_EXERCISE INSTRUCTIONS:_
What the answer must contain is every line of the records, exactly, with no pictures.

_RECORDS FOR THIS TASK:_
====

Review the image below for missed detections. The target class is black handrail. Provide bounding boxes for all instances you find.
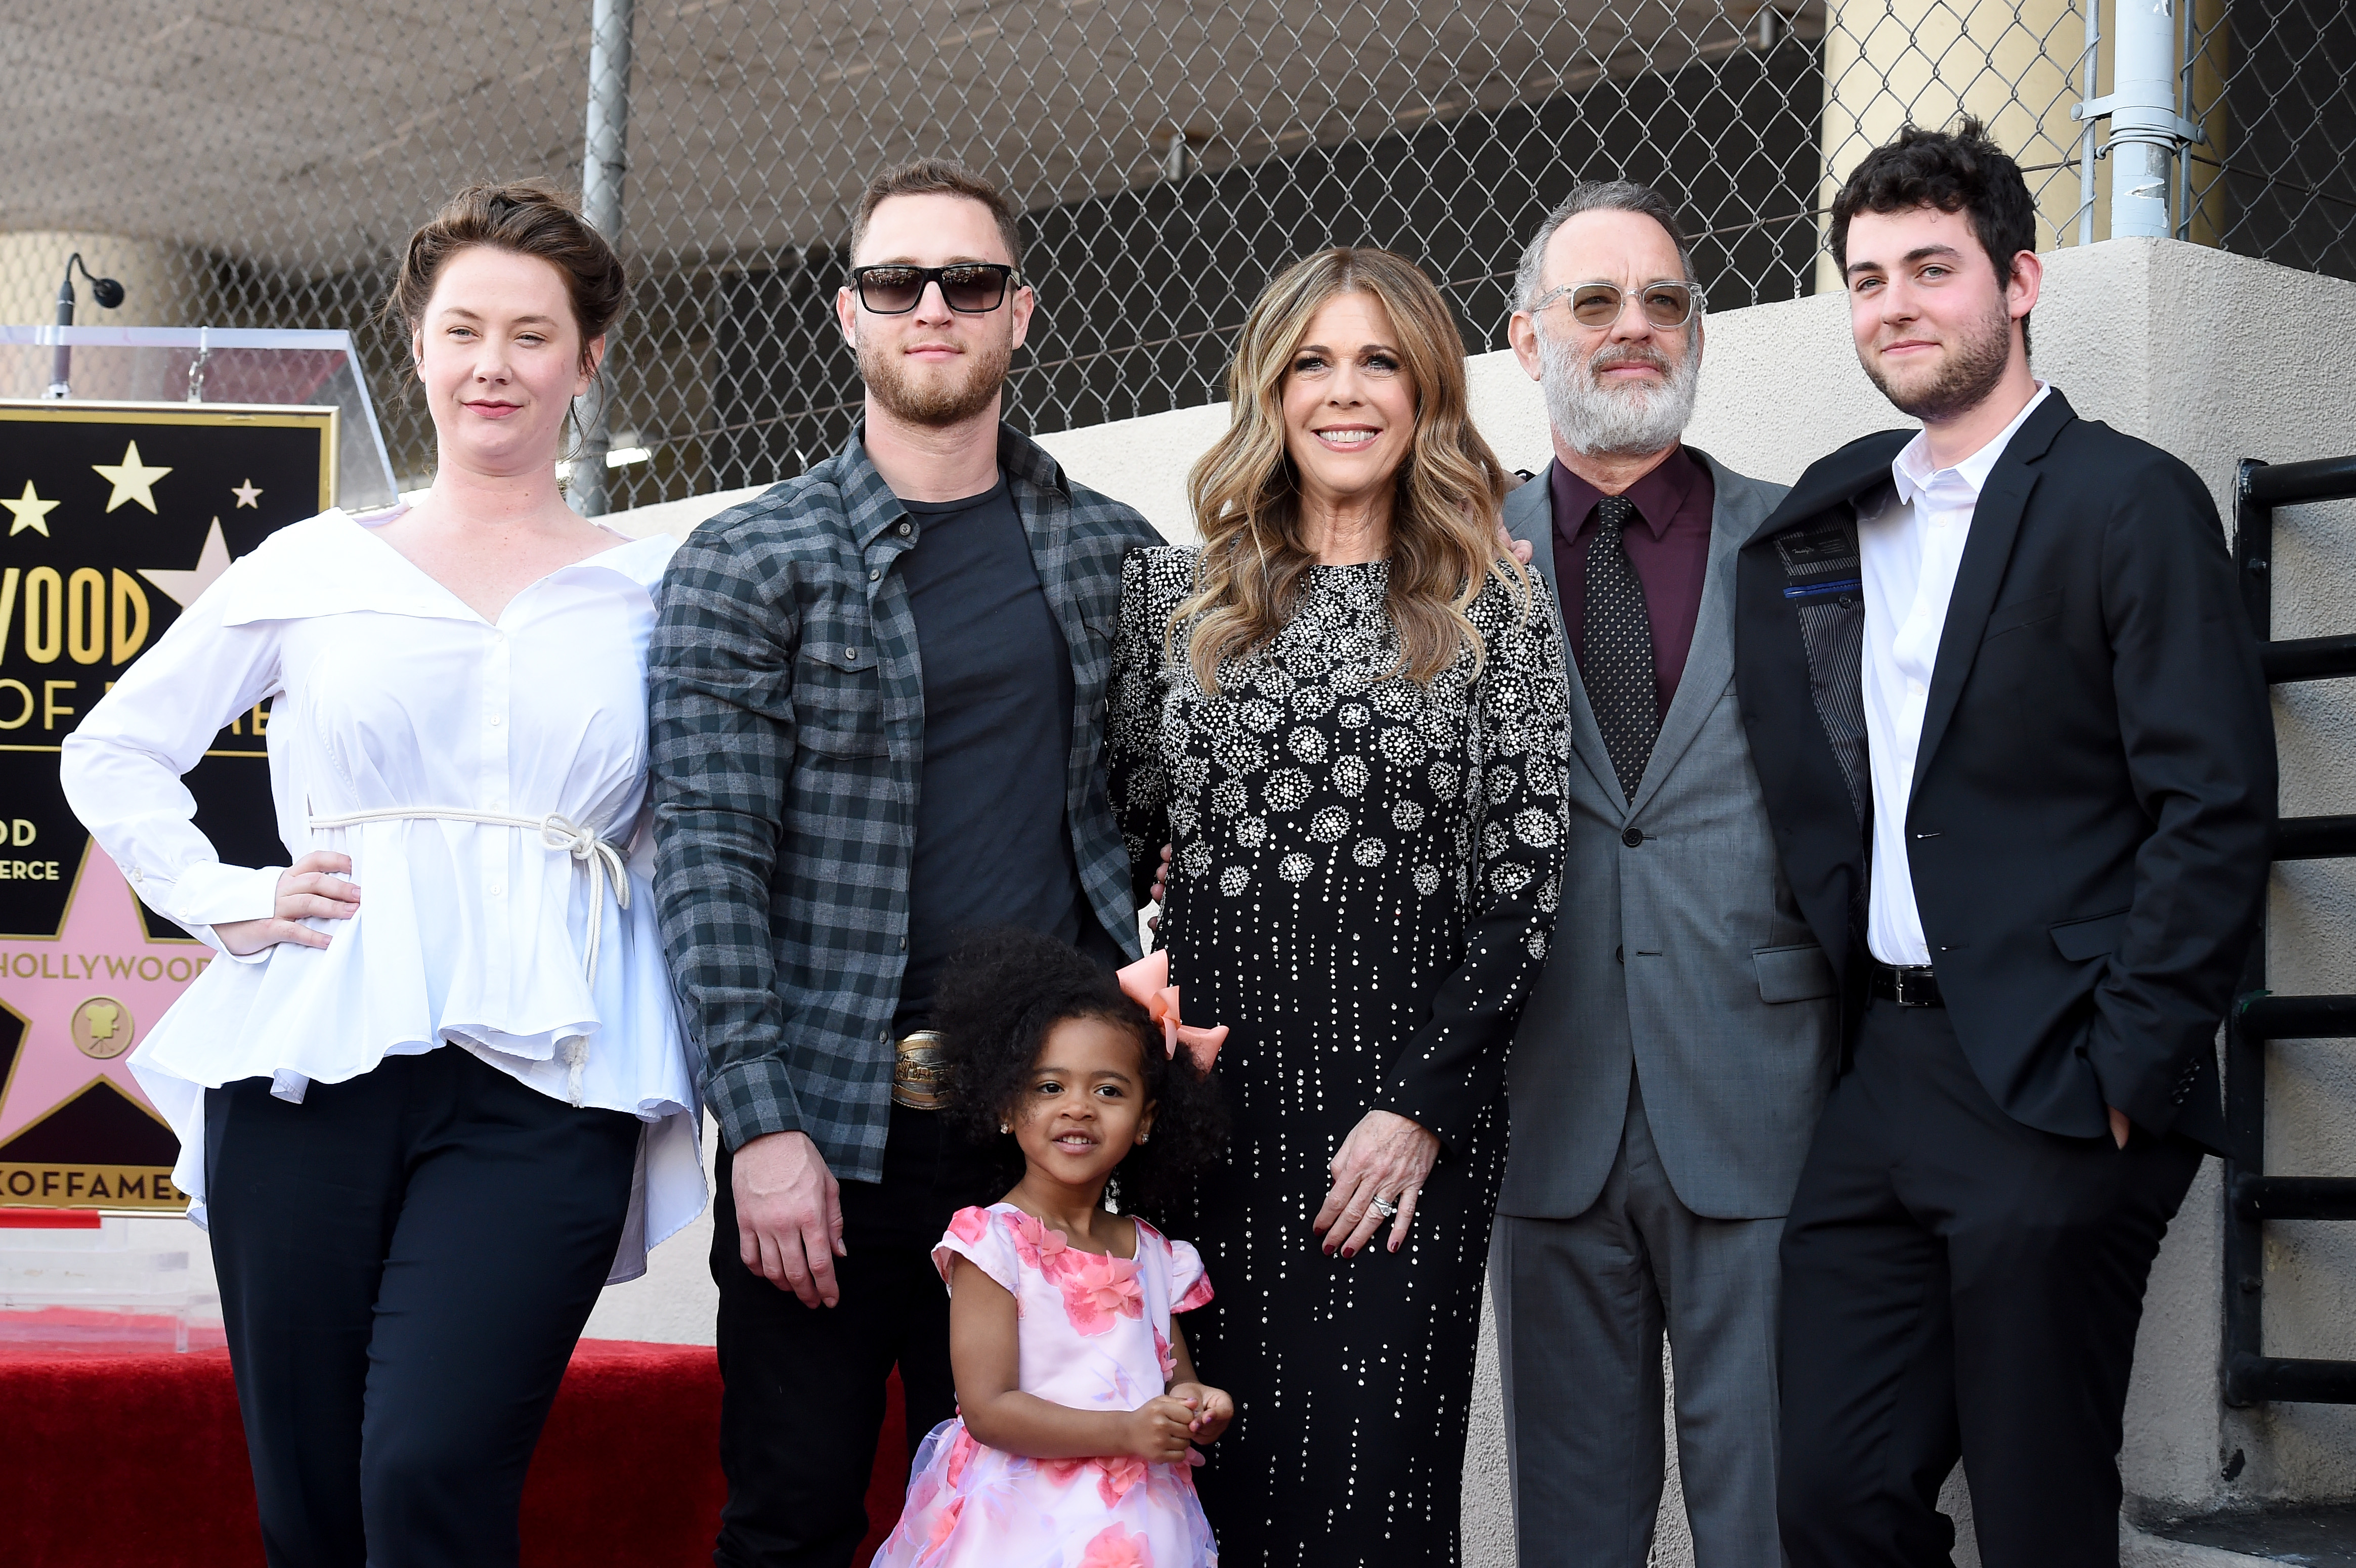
[2247,454,2356,507]
[2224,453,2356,1408]
[2261,635,2356,683]
[2231,1174,2356,1223]
[2226,1354,2356,1405]
[2240,993,2356,1040]
[2275,815,2356,860]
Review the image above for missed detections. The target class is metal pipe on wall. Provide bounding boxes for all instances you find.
[573,0,634,517]
[2078,0,2102,246]
[2074,0,2206,239]
[2109,0,2180,236]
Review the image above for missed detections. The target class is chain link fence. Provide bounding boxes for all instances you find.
[3,0,2350,512]
[2182,0,2356,266]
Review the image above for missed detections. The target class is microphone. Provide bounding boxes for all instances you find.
[45,252,126,400]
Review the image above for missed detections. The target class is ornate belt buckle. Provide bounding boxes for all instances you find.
[891,1029,952,1110]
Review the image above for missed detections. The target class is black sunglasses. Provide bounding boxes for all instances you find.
[849,263,1017,315]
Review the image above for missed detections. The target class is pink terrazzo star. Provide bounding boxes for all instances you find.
[0,844,213,1148]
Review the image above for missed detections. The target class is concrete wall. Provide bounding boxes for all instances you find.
[93,236,2346,1564]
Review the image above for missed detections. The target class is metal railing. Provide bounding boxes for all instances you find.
[2223,451,2356,1408]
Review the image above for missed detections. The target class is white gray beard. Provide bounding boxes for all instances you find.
[1537,325,1700,459]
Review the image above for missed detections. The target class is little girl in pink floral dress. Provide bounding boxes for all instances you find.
[873,931,1233,1568]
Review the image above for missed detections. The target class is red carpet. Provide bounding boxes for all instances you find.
[0,1324,909,1567]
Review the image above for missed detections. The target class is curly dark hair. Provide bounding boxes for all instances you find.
[1828,117,2038,352]
[932,928,1227,1221]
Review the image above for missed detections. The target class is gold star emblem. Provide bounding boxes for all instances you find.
[139,516,237,607]
[92,441,173,514]
[2,481,61,537]
[230,478,261,509]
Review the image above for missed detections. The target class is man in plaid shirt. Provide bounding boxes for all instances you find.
[650,160,1160,1566]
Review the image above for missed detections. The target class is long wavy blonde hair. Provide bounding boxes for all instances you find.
[1173,247,1520,692]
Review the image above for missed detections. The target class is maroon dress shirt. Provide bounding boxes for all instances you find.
[1550,446,1716,719]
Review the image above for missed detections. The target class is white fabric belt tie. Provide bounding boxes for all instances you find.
[306,807,628,1105]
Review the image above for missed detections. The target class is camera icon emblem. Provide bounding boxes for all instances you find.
[70,996,136,1061]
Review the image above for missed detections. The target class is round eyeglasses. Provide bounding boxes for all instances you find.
[1532,279,1699,330]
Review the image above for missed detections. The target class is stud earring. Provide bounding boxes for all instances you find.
[999,1121,1011,1135]
[1137,1132,1150,1145]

====

_WRITTEN REPLY:_
Review the image below for missed detections. The target class is black handrail. Provide bounding boxes for all instances you find.
[2247,454,2356,507]
[2224,453,2356,1408]
[2261,635,2356,683]
[2231,1174,2356,1223]
[2226,1354,2356,1405]
[2240,993,2356,1040]
[2275,815,2356,860]
Review the image above for missed detections. The target class is metal pipe on wall. Provide bounding boxes for all instances you find.
[573,0,634,517]
[2078,0,2102,246]
[2074,0,2206,239]
[2109,0,2180,236]
Review the image above for missed detections. The target class is chain link fence. Provide bounding boxes for all instances you find.
[3,0,2350,512]
[2182,0,2356,266]
Review the image above for missed detections. The target class is microphone. Provide bounding boxes for all instances you find.
[45,252,126,400]
Review the image above for missed detections. The target class is ornate belt buckle. Provide bounding boxes for all instances you find.
[891,1029,952,1110]
Review the image above for missed detections. The target class is black sunglasses. Provide bounding boxes for all instances you find.
[849,263,1017,315]
Review the image above for missed detections. The target class is pink terrazzo star. Provide bounding boxes for all instances you find.
[0,844,213,1148]
Review the image above for missed detections. The target class is concrete wall. Provide bounding boxes for all instances you find.
[93,236,2346,1564]
Review the image above for missed detections. The target class is metal railing. Provide bounding boxes for all instances you find.
[2223,451,2356,1408]
Review the image above for missed detections. The target class is white gray beard. Provide bounding boxes for all instances you find.
[1537,325,1700,459]
Review the image above for missed detections. The target class is little girl in pink floral dress. Provide bounding boxes for all instances you find.
[873,931,1233,1568]
Review the image above for missed detections. The target class is red carpet. Provide bounding boxes for all instances you find.
[0,1324,909,1567]
Review the image above for missed detections. The target class is curly dark hair. Provide bounding boxes for all instances you find.
[1828,117,2038,352]
[932,928,1227,1221]
Review the image above for missed detections. The target class is gold star emblem. Provide bounding boxes for all instances you find.
[139,516,237,607]
[92,441,173,514]
[2,481,61,537]
[230,478,261,509]
Review the image above for missed detections. The target class is man in plaid shirt. Provide bounding boxes for all instances you find.
[650,160,1160,1566]
Review the image above for missed detections. The target class is long wavy blonde hair. Provide bounding boxes for all instances you find.
[1173,247,1520,692]
Review the image above for missed detections. The target class is maroon dress shirt. Provide bounding boxes for all instances you find.
[1550,446,1716,719]
Review the image above for missed detections. The target class is white fabric belt tie. Provide bounding boxes for all instances you find.
[306,807,628,1105]
Review the image above for missed detections. The target class is camera icon emblem. Provide bounding boxes for all instances you find.
[70,996,136,1061]
Review the image above for missed detections. The target class is round eyeglasses. Provide bounding boxes for all instances you find.
[1532,279,1699,330]
Review the image above for missed detections. The target class is stud earring. Provide bounding boxes for all instances you find.
[999,1121,1011,1135]
[1137,1132,1150,1145]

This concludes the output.